• _Source text_
* START *

Yeah this is the only drive in this box (dvd burner) and it is an ide connection to the device.  I will give this a whirl and see is the device comes to life and k3b recognizes I DO indeed have a dvd burner device in this box.

Thanks for the help, I truely appreciate it.  I will report back shortly on whether or not we squashed this issue successfulyl or not.

UPDATE: OK so I created the file /etc/udev/rules.d/10-local-udev.rules and added the line BUS="ide", KERNEL="hdc", NAME="%k", SYMLINK="dvd" to that file.  Now to I need to restart udev (I think udevstart) or simply reboot and this should all work and the DVD decive will hopefully show up?

----------

## drphibes

udevstart should do it.  reboot definitely will.

----------

## drphibes

i should add that there's a udev.conf file in /etc/udev in which you can turn on logging (off by default).  you might want to toggle that on to help you debug.

----------

## K-Dawg

ARRRGGG well I first tried the udevstart cmd and checked in /dev and no dvd device showed up.  So I rebooted and let the system go through init still NO GO.   :Sad:  dang what is goin on here.  I followed the udev guide http://www.gentoo.org/doc/en/udev-guide.xml to a tee adn added this rule and this dvd device just seems to be lost.  (Tray pops out and it will boot from a gentoo boot cd) so I knwo the physical conn's are good.  

Any other ideas besides turning on the udev logging facility?  (turning on now in /etc/udev/udev.conf) now by setting "yes".

* END *

• _Set tasks_
1. According to the DVD burner thread, how does the poster know the drive's physical connections are good?
2. Say whether each statement agrees with the DVD burner thread, answering yes or no and quoting the deciding words: (a) The DVD burner is the only drive in the box. (b) Logging in udev.conf is turned on by default. (c) After the reboot, a dvd device appeared in /dev.
3. Carry on the DVD burner thread from the point where it stops.

(Named-object pointing records)
* START *

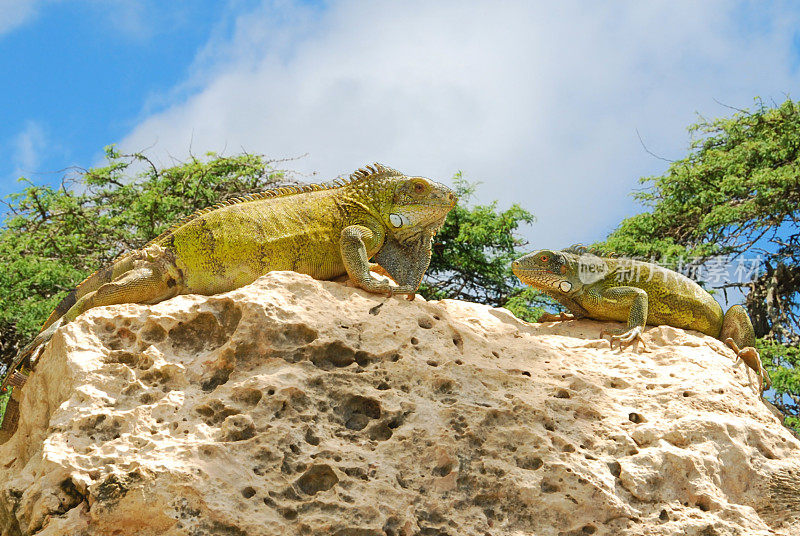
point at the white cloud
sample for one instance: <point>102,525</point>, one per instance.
<point>28,147</point>
<point>539,101</point>
<point>14,13</point>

* END *

• _Responses for each task_
1. The poster knows because the tray pops out and the machine will boot from a Gentoo boot CD.

2.
(a) Yes: "this is the only drive in this box"
(b) No: "off by default"
(c) No: "So I rebooted and let the system go through init still NO GO."

3.
Hmmmm, where is that udev log file kept?  I am looking in /var/log and also /etc/udev for it to populate but I dont see one?

----------

## drphibes

the logging goes to your system logger and thus under /var/log.  are you sure your ide device is cabled up properly and working?  the only reason udev would not create the device (other than it not working properly) would be if the device has no sysfs support (this is a problem for very old, antiquated and/or unusual devices), but you said udev was creating the device before. 

Curious -- is there a cdrom symlink to it, e.g. /dev/cdrom -> /dev/hdc or /dev/cdroms/cdrom0 -> /dev/cdrom?

----------

## K-Dawg

Ok so yeah I did at one point like 2 weeks ago have devfs (devfsd) working properly and ripping dvd's/cd's like crazy and it used to show up as /dev/cdroms/cdrom0.  Now I am fully swapped to udev via the gentoo udev upgrade guide (I did leave in the devfs support like the guide said ya could  but I specifically set it to NOT mount at boot).  This is a failrly new Liteon DVD burner IDE device and I am sure it is cabled properly (unless there could be something in BIOS messing w/ this, the only reason I even mention this is because when I installed a 200 gig sata HD last week I had issues booting off a boot cd and I think it was BIOS related but my HD worked and my main OS booted so I left it alone)  

As far as sysfs support , yes I am sure I got it in the kernel built in, I also even emerged sysfsutils just in case even though I dont think I needed to.

BTW I have none of this at all /dev/cdrom -> /dev/hdc or /dev/cdroms/cdrom0 -> /dev/cdrom in my /dev/ directory at this time.

WOW I sure hope we can get this working and ironed out  :Sad:  kinda getting discouraged at this point.

----------

## drphibes

By sysfs support I mean that the device is currently recognized by the kernel, but those Liteon drives should be ok.  Try this:  comment out the rule I asked you to create and then edit the /etc/udev/rules.d/50-udev.rules file, placing a comment '#' in front of the devfs-names rule (BUS="ide", KERNEL="hd*", etc.).   Then reboot.

----------

## s0be

silly point, did you compile cdrom as a module?  if so, mine stopped automatically loading with 2.6.12 and I had to add it (along with ide-cd) to /etc/modules.autoload.d/kernel-2.6 .  I had the same problem you've described.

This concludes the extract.